### Instruction
Give the lines of the records below, from the line containing "Locate the man's" through the end of the records, inclusive, as a JSON list of strings with one string per line and blank lines omitted.

### Input rows
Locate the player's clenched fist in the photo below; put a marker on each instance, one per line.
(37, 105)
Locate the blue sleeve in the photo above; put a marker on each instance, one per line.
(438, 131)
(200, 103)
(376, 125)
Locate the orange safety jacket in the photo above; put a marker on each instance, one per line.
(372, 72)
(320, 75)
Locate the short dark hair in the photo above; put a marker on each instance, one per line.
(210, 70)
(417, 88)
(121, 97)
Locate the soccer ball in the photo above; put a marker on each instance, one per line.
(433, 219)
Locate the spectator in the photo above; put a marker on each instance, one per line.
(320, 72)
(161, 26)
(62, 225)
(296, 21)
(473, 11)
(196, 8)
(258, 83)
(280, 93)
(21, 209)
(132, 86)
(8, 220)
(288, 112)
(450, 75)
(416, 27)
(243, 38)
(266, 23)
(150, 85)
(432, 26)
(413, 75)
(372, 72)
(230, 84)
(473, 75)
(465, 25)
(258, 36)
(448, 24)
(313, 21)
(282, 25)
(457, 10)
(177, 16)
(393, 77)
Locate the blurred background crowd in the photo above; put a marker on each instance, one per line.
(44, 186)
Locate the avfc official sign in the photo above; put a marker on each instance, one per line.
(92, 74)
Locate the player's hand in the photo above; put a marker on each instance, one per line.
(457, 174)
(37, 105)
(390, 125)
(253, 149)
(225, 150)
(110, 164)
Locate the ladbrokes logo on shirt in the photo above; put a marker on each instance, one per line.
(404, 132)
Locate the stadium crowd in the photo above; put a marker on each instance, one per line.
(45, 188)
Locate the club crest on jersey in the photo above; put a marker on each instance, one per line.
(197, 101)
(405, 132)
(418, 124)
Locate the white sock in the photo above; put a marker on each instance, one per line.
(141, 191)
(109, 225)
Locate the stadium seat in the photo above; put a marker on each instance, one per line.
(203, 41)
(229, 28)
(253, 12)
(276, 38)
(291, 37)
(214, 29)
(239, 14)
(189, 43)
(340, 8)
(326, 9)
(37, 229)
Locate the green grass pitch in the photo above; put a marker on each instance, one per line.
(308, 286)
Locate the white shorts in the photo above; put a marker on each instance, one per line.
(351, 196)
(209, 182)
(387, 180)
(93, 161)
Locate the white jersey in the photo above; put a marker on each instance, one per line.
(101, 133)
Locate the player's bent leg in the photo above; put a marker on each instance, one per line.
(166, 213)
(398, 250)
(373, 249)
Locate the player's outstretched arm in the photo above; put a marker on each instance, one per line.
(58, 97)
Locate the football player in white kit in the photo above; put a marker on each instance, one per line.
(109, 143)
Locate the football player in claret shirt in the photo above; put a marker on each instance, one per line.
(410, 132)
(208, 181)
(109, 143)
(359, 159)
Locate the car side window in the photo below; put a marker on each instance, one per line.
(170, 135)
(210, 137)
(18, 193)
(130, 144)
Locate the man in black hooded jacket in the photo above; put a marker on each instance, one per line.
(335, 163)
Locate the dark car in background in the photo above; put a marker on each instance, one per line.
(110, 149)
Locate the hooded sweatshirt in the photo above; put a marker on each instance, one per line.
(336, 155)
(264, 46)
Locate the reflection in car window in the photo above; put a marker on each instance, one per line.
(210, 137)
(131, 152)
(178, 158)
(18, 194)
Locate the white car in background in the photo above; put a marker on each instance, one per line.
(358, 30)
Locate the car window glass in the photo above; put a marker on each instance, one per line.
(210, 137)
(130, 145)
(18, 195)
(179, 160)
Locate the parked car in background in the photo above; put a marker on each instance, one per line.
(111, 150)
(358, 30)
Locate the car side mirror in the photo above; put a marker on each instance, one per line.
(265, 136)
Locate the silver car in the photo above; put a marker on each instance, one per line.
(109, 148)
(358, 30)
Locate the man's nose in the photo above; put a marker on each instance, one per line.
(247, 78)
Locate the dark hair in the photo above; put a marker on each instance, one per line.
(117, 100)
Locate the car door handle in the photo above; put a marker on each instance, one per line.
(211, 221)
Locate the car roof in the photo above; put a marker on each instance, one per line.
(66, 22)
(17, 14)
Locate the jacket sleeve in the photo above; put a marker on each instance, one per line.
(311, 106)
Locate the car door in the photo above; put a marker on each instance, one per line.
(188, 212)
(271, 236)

### Result of this task
[
  "Locate the man's nose in the photo above; put a marker on each instance, one per line.",
  "(247, 78)",
  "Locate the dark hair in the photo above; put a marker on each instance, one per line.",
  "(117, 100)",
  "Locate the car door handle in the photo above; put a marker on each instance, one per line.",
  "(211, 221)",
  "Locate the car roof in the photo above; put a marker on each instance, one per line.",
  "(66, 22)",
  "(17, 14)",
  "Locate the jacket sleeve in the photo above; put a marker on each instance, one per line.",
  "(311, 106)",
  "Locate the car door in the photo above; put a marker on each instance, one per line.",
  "(188, 212)",
  "(271, 236)"
]